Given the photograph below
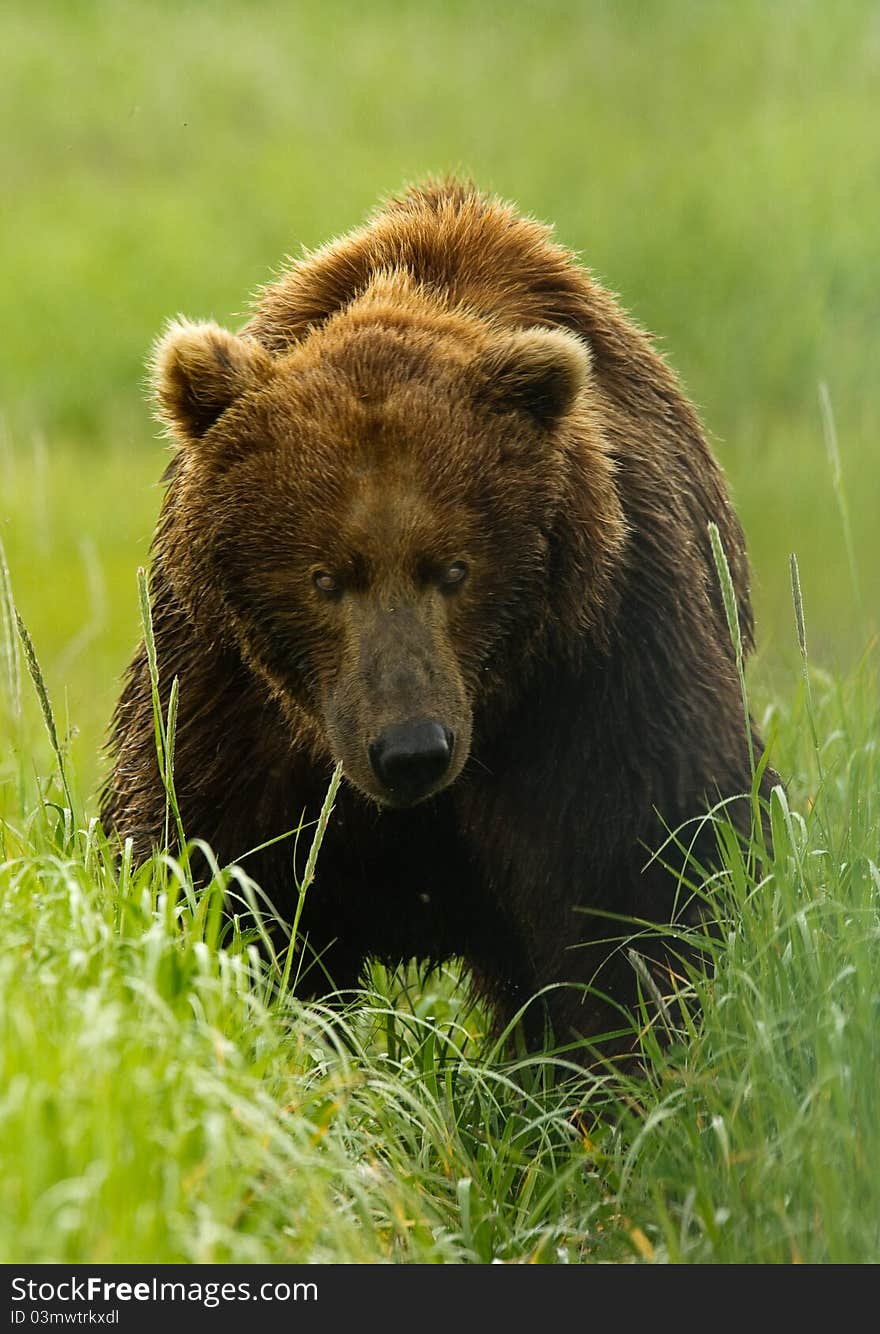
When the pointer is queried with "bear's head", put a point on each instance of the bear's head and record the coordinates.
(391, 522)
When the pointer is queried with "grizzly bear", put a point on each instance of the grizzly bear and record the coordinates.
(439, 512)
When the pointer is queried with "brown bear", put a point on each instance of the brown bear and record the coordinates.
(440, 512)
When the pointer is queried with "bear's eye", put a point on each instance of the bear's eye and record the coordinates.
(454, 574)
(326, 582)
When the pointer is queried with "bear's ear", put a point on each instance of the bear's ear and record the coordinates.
- - - -
**Directions for this task**
All the lines above are to be reproduced exactly, except the pictures.

**Answer box**
Given the photograph below
When the pointer is queried with "bear's head", put a point on each instance of the bear's head and record the coordinates.
(391, 522)
When the pointer is queried with "grizzly bear", put a point on each instance of the grizzly bear and record the coordinates.
(439, 512)
When the pointer is queried with "brown bear", put a point on each instance of the brown bear and record the coordinates.
(440, 512)
When the pointer is queried with "bear's eye", put a point on each instance of the bear's eye and record the coordinates.
(454, 574)
(326, 582)
When the pointer is queried with "bear's ear", put a point on each instance of the bear's ear and record the coordinates.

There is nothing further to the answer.